▶ Stated problem 1: Transcribe this passage from the honeymoon account. Begin at the words "My wife Christine" and stop after "to the airport.".
▶ Stated problem 2: In the honeymoon account, how long was the Miami layover after the couple switched to an earlier flight to Belize?

▶ Article:

* START *

My wife Christine and I were married on August 30, but because we’re both teachers we had to put off our honeymoon until the end of the semester. This was fine by me, as a honeymoon somewhere warm in December beats a honeymoon somewhere warm – or not warm – in early September. We actually didn’t have the official reception until late October, when we somewhat randomly decided that, as warm places go, Belize would work (neither of us had been there – we both had to look at a map to make sure of exactly where it was).
So, for a week in December we were in Belize. We dropped the dog off in Jersey on Friday, December 12, and left for Newark the following morning at 4:00am. As if to shuttle us off with some idea of why we were leaving, it snowed the whole way to the airport.
We went through Miami, perhaps the most illogically constructed airport in the US, without a hitch, even switching to an earlier flight to Belize and cutting a 4-hour layover to one. Perhaps it wasn’t that bad. We spent the whole 2 hours from Miami to Belize talking to the guy Andy in the seat next to us, or more specifically listening to him – it turned out he was going to San Pedro on the island of Ambergris Caye, same as us, and he acted like he owned private shares in it, telling us about the island like he was living there, rather than visiting. Christine finally asked him how many times he’d been there. “Oh, once,” he said.

* END *

▶ Record set:
* START *

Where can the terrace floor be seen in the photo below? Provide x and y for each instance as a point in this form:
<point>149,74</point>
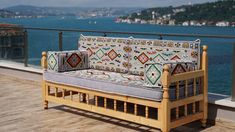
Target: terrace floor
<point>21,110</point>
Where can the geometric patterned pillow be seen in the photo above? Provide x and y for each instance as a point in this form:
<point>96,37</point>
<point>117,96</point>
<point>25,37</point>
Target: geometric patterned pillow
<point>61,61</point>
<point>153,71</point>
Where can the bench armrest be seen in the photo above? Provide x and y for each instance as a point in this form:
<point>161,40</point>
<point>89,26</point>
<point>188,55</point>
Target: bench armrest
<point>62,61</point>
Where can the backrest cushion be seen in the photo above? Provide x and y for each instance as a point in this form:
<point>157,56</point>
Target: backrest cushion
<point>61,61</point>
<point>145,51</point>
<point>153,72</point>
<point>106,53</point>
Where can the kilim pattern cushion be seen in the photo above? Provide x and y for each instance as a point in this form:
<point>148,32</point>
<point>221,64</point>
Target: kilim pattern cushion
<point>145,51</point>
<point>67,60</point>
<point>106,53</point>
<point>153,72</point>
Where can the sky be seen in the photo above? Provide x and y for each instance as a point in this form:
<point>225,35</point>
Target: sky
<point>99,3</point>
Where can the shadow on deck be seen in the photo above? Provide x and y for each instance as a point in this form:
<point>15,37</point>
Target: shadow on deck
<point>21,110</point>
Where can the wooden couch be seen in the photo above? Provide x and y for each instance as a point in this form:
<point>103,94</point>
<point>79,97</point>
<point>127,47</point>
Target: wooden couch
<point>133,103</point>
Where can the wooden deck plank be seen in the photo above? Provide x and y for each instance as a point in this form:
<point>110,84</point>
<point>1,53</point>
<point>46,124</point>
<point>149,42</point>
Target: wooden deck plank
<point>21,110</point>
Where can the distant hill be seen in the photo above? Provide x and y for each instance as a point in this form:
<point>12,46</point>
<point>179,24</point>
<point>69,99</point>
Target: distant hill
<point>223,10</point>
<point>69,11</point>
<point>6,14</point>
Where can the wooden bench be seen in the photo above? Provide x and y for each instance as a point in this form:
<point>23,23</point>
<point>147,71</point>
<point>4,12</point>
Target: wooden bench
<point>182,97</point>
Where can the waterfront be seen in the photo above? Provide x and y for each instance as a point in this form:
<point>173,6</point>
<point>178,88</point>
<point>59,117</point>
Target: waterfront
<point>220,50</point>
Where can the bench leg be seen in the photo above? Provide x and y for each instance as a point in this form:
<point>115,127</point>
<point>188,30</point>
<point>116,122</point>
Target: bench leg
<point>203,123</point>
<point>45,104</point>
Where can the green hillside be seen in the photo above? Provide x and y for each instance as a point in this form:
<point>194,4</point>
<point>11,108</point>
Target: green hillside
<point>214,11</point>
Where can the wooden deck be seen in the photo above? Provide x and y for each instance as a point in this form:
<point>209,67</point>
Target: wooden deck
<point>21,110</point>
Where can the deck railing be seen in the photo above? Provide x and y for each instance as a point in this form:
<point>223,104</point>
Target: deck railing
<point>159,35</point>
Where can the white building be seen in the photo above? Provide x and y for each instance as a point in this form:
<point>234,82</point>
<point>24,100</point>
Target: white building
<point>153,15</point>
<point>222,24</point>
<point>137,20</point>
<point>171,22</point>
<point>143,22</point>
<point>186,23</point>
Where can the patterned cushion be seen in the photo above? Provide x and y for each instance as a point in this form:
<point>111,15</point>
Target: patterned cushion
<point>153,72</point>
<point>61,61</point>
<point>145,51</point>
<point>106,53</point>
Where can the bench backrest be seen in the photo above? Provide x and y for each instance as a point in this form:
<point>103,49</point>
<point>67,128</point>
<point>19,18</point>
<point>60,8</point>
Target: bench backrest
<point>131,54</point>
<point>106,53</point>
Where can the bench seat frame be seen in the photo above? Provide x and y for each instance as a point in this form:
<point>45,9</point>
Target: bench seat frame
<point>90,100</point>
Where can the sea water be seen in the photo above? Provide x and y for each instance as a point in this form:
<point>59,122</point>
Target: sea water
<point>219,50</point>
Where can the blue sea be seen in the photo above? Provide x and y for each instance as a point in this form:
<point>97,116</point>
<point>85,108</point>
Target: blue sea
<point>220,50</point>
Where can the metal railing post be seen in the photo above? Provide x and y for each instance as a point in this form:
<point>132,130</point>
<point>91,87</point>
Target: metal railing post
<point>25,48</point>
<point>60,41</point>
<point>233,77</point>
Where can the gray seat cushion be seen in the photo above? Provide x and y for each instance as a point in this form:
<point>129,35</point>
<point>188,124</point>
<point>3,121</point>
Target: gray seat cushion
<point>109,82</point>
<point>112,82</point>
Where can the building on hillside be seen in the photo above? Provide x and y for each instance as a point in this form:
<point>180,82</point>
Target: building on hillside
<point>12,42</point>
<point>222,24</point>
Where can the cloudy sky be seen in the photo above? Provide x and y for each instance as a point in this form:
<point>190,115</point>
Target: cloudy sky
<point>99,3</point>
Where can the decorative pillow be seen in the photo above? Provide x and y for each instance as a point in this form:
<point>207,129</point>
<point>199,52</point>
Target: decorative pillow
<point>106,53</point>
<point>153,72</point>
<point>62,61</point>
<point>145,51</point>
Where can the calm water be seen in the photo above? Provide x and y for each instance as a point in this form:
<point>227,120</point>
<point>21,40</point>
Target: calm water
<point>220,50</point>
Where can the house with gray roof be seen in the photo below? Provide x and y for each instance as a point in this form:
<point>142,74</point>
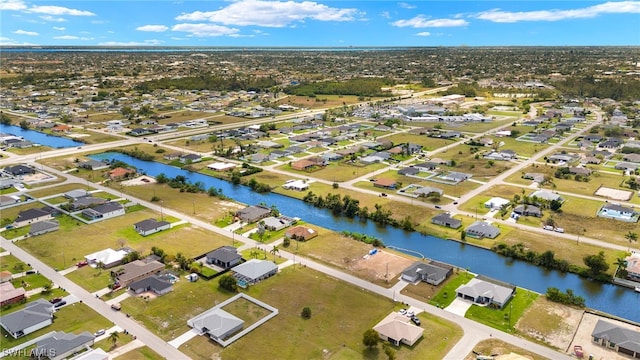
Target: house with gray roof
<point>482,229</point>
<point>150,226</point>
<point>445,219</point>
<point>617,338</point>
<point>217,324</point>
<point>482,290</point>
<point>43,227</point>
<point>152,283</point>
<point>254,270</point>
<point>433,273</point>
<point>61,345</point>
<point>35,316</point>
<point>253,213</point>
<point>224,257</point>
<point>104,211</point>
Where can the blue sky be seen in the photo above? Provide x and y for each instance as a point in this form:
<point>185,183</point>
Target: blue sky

* END *
* START *

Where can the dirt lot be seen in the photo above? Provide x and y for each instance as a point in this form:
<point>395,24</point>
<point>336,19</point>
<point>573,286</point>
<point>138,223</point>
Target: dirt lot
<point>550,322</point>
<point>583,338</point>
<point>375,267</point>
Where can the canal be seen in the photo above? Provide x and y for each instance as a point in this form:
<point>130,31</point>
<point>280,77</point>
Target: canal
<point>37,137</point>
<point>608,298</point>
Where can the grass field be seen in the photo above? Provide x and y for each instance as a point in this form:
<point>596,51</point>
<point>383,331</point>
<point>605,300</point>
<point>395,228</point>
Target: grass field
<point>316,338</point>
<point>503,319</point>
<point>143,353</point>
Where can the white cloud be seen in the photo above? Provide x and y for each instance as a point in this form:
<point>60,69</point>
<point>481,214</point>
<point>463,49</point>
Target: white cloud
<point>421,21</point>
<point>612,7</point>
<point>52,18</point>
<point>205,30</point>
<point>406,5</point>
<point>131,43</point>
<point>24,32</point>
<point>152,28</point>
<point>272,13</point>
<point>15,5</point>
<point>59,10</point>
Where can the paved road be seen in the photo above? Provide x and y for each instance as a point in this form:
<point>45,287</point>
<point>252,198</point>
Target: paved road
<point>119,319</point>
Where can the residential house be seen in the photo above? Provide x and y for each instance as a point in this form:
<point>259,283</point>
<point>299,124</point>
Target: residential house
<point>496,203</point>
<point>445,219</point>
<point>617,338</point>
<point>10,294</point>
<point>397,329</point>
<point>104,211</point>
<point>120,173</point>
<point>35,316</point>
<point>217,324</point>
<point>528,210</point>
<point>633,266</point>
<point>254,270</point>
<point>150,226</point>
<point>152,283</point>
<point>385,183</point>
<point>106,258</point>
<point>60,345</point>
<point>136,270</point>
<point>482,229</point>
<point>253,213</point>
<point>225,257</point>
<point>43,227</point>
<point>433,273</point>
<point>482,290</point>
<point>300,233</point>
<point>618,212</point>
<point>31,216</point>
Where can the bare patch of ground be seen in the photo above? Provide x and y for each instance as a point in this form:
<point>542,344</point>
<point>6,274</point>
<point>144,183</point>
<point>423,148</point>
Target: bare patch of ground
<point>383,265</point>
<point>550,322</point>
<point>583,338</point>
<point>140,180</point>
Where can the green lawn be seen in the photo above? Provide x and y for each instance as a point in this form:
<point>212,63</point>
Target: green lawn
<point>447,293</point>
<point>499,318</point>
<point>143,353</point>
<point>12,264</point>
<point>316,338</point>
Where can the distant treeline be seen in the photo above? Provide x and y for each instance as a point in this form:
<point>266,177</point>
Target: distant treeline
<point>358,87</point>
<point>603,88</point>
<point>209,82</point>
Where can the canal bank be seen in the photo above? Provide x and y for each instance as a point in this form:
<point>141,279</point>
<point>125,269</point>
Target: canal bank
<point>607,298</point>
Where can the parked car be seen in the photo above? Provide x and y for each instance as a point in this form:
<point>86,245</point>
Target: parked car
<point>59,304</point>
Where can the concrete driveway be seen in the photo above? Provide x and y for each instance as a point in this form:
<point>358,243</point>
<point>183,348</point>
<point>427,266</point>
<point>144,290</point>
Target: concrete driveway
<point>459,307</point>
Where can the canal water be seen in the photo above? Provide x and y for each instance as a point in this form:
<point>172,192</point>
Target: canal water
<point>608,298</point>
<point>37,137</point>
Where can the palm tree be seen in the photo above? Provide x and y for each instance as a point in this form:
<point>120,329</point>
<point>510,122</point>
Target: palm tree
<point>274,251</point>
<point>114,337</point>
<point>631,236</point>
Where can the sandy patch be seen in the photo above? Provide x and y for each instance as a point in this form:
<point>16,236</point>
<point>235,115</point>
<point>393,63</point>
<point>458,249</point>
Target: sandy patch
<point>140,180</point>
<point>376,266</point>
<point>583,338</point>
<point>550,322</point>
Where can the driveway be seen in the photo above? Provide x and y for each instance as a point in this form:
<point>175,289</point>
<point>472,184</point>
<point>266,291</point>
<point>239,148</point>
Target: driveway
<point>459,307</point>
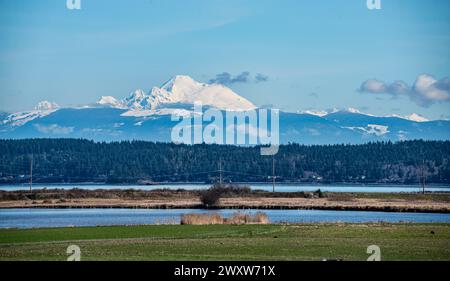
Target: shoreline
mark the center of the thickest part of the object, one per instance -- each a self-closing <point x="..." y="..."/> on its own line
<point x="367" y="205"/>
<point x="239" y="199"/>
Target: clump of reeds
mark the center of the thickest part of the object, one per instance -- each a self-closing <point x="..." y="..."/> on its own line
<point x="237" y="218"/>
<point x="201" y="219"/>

* END *

▶ Solution 1:
My wife Christine and I were married on August 30, but because we’re both teachers we had to put off our honeymoon until the end of the semester. This was fine by me, as a honeymoon somewhere warm in December beats a honeymoon somewhere warm – or not warm – in early September. We actually didn’t have the official reception until late October, when we somewhat randomly decided that, as warm places go, Belize would work (neither of us had been there – we both had to look at a map to make sure of exactly where it was).
So, for a week in December we were in Belize. We dropped the dog off in Jersey on Friday, December 12, and left for Newark the following morning at 4:00am. As if to shuttle us off with some idea of why we were leaving, it snowed the whole way to the airport.

▶ Solution 2: One hour, down from four.